_Entries_.

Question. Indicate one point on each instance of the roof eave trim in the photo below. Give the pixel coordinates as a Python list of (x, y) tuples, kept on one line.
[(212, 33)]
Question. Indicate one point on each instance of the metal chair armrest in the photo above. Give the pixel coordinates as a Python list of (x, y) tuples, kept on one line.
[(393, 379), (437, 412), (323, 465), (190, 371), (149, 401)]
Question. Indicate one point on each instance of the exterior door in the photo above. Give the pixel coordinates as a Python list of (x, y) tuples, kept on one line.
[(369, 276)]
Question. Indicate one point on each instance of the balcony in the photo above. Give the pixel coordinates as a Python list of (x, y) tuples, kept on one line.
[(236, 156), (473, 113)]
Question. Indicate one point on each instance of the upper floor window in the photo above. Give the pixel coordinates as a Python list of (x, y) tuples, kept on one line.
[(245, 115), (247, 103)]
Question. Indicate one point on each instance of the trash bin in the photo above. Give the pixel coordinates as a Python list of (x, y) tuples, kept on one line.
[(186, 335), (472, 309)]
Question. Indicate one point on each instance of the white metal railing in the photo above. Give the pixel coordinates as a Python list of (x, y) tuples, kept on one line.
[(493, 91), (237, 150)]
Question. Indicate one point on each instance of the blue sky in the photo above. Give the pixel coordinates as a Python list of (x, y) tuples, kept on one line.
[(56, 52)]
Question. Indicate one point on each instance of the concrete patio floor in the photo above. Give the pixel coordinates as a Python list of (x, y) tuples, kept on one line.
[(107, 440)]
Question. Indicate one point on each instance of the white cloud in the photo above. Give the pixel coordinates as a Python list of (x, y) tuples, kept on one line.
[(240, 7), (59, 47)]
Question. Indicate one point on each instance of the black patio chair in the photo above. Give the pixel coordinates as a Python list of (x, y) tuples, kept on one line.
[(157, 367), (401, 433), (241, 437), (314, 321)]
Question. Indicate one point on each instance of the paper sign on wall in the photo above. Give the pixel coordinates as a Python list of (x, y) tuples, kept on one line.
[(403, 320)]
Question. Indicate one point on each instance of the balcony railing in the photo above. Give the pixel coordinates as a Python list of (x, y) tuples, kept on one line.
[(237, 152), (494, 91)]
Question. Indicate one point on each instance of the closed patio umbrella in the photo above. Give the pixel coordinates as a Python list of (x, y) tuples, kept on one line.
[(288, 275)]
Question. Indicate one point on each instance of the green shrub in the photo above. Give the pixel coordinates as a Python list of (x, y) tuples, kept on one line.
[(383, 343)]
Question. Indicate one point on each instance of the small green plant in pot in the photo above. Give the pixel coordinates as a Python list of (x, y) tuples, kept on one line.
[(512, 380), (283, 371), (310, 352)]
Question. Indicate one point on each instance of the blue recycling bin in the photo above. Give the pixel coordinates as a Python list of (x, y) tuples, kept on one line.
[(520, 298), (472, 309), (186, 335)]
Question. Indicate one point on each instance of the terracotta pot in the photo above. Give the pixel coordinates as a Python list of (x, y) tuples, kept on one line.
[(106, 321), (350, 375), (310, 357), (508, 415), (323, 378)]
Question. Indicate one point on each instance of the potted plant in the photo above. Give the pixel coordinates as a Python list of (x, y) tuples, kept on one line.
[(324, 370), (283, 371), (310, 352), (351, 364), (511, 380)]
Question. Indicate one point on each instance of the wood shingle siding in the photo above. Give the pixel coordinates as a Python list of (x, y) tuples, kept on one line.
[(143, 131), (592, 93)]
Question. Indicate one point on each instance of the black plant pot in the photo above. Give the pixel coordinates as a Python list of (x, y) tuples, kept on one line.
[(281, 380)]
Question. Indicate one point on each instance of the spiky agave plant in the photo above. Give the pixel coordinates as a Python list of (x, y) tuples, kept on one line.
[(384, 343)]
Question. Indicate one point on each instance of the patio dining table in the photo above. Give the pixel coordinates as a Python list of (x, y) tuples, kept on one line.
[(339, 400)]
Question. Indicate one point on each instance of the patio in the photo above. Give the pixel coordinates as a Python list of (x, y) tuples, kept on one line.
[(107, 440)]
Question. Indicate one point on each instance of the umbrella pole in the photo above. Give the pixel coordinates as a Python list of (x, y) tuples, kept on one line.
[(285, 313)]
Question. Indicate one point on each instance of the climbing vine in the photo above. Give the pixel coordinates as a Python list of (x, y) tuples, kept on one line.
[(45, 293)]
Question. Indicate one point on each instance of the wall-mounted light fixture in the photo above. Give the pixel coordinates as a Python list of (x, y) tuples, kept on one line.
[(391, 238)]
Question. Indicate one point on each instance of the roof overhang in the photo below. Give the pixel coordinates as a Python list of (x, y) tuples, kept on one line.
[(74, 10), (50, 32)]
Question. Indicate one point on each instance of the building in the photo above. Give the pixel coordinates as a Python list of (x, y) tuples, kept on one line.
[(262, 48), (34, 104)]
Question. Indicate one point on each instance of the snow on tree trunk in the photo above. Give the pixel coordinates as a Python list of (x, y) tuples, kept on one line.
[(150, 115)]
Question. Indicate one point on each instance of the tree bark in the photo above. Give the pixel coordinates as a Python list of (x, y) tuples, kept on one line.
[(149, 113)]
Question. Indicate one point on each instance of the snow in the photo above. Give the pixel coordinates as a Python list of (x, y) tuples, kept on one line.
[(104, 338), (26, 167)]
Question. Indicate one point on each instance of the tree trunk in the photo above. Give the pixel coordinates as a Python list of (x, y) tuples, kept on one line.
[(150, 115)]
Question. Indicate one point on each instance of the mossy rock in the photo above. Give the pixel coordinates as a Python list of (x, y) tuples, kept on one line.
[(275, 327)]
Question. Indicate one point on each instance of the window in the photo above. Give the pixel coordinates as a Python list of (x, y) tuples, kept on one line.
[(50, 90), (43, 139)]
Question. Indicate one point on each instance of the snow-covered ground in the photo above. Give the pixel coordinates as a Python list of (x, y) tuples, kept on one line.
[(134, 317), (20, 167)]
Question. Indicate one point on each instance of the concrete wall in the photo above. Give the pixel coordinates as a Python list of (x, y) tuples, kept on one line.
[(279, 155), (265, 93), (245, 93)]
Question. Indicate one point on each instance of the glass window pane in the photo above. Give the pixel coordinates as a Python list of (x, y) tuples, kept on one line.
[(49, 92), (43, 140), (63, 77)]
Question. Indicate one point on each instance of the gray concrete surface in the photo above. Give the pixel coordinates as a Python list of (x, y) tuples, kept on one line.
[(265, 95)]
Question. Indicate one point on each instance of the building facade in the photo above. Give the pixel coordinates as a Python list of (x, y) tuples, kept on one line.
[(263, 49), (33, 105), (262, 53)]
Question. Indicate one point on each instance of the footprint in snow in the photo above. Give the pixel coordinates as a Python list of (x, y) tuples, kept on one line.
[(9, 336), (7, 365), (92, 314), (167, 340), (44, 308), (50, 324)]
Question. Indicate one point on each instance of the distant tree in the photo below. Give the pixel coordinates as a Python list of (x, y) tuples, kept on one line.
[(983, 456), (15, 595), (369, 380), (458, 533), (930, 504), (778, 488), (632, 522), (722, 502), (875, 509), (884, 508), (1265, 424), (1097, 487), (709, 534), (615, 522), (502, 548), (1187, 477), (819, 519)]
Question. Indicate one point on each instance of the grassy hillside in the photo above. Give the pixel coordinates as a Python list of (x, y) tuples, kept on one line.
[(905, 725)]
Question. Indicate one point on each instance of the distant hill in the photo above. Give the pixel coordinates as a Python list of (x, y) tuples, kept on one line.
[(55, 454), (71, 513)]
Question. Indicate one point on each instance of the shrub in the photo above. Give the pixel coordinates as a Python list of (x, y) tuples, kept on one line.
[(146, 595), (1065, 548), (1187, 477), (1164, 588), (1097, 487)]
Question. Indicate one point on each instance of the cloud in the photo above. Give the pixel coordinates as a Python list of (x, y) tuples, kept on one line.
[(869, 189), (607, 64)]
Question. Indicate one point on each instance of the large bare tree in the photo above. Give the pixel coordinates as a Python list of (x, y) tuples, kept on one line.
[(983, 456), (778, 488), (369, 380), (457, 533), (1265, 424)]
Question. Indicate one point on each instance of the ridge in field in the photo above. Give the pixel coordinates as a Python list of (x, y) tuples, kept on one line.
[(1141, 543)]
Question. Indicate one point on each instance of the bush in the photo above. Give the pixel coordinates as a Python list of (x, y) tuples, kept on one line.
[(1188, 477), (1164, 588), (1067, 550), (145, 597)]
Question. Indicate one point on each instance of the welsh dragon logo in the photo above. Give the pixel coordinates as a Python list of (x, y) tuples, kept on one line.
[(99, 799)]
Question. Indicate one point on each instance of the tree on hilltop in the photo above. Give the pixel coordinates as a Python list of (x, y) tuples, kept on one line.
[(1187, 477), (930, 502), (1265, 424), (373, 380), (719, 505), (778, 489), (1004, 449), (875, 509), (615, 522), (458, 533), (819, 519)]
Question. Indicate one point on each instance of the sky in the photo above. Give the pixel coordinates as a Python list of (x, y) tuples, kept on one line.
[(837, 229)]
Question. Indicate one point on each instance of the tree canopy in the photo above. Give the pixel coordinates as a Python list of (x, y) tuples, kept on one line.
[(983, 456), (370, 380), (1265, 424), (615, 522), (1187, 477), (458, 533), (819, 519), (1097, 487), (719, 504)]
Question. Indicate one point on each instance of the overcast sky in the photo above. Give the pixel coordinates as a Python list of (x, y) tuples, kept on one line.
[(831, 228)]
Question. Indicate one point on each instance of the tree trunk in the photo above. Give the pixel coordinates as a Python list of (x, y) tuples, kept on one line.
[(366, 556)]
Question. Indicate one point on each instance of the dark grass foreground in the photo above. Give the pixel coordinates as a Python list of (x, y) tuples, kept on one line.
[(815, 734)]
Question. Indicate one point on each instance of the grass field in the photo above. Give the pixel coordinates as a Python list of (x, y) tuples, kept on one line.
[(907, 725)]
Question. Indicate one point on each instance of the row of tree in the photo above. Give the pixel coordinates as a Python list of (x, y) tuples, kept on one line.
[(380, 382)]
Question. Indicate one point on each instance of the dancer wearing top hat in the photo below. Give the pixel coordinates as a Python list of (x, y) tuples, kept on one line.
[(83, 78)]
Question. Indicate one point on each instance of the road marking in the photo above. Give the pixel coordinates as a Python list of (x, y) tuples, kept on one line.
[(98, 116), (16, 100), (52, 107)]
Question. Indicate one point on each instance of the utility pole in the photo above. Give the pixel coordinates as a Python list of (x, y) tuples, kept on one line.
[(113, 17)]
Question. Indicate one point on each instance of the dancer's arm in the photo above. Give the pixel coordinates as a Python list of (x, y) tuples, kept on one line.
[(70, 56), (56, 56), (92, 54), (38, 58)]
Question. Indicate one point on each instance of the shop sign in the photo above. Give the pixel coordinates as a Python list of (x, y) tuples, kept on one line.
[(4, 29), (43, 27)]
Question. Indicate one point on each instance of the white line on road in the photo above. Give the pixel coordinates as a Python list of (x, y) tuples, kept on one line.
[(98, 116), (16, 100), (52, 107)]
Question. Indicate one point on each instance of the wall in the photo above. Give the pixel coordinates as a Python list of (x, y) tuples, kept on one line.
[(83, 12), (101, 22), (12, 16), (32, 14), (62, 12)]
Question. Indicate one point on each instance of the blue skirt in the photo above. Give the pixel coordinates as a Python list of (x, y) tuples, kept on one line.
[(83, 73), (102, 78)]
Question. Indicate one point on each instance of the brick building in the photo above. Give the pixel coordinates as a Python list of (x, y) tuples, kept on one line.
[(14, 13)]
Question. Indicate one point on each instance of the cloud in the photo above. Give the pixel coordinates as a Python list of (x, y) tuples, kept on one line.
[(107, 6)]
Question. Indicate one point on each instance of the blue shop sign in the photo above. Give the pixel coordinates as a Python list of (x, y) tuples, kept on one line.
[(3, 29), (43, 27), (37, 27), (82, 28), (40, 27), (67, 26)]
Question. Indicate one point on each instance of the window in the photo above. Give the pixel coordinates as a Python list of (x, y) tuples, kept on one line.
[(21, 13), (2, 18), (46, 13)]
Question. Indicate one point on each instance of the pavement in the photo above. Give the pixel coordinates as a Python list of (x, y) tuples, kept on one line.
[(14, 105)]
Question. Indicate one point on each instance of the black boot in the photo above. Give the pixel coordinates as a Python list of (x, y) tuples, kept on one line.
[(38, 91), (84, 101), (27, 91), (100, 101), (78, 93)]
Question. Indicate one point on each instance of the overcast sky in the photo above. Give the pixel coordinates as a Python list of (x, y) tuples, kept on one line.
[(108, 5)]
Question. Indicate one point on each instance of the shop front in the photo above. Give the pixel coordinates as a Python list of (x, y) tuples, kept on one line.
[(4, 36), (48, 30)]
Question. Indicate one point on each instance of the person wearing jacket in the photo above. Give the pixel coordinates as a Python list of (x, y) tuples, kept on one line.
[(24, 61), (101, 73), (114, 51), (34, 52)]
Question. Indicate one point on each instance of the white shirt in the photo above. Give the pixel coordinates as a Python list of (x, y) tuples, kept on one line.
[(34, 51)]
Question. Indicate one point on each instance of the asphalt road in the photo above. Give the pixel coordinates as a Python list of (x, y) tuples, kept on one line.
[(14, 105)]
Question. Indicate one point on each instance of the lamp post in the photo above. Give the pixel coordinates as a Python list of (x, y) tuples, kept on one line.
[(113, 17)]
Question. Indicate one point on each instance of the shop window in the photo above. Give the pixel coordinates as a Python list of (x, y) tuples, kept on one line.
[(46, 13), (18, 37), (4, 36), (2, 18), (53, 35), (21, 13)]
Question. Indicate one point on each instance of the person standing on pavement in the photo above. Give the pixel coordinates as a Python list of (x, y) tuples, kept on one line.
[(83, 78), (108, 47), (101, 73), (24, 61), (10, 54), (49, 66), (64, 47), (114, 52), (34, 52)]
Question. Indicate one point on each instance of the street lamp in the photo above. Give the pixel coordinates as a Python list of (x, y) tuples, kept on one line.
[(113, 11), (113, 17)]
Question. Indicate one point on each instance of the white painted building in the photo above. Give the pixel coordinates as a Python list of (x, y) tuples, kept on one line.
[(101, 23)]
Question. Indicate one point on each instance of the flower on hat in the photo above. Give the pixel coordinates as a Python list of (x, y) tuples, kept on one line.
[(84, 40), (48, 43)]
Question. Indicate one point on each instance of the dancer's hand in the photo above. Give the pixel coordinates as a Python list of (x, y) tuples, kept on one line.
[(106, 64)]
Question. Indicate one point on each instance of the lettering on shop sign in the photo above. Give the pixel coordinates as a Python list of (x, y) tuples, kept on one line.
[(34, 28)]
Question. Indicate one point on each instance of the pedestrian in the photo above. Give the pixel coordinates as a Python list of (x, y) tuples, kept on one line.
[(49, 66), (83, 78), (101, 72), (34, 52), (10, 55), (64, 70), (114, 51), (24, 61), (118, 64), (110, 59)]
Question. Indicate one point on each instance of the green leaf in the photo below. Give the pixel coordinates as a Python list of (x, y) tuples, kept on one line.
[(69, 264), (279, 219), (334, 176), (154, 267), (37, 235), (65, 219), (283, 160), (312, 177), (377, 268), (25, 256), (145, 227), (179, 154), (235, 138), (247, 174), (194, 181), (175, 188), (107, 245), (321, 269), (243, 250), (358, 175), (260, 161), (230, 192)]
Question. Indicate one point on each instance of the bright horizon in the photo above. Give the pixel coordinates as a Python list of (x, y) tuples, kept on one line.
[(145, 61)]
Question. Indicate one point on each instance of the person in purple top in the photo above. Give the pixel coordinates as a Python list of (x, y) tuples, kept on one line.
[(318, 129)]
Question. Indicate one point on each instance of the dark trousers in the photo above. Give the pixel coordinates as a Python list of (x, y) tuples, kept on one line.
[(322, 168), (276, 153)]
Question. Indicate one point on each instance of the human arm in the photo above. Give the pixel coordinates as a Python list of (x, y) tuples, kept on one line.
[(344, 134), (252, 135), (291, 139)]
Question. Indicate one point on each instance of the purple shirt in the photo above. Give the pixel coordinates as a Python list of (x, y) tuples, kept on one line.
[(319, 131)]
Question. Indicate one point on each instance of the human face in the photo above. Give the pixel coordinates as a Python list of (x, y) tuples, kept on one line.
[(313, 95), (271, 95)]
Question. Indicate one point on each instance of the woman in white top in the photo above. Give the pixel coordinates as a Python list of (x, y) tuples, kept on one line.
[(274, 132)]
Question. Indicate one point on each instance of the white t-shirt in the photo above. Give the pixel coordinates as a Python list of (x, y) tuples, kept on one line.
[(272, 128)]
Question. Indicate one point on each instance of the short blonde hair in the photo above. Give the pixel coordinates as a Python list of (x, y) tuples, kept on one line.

_Written task_. Give the lines exactly as they stand, from the line with "Question. Indicate one point on each instance of the bright" through the end of the material.

_Solution to this problem_.
Question. Indicate one point on each instance of the bright horizon in the photo above. Give the pixel coordinates as a Python list of (x, y) tuples, kept on one line.
[(145, 61)]
Question. Indicate one point on each instance of the person in purple top in the photo above. Give the pixel coordinates as a Python list of (x, y) tuples, kept on one line.
[(318, 129)]
Question. Indicate one point on each instance of the dark trousers in the photo above. Give the pixel coordinates as a Python list of (x, y) tuples, kept on one line.
[(322, 168), (276, 153)]
Question. Indicate one point on each instance of the human arm in the photo above. Give the pixel coordinates as a Python list of (x, y) tuples, kept on one line.
[(344, 134), (252, 135), (291, 139)]
Question. Indicate one point on each instance of the purple shirt in the photo above. Give the pixel coordinates as a Python list of (x, y) tuples, kept on one line.
[(319, 131)]
Question. Indicate one point on each instance of the human face in the photo above. Give the pixel coordinates as a Python list of (x, y) tuples, kept on one line.
[(313, 95), (271, 95)]
Question. Indicate one point on each instance of the woman in white top in the photo above. Give the pixel coordinates as a Python list of (x, y) tuples, kept on one line.
[(274, 132)]
Question. Indicate one point on each instance of the white t-shirt in the photo above. Give the pixel coordinates as a Python list of (x, y) tuples, kept on one line.
[(272, 128)]
Question. Indicate one point on each instance of the short blonde hair in the photo above. Give the pixel coordinates as a Python list of (x, y) tuples, kept on one line.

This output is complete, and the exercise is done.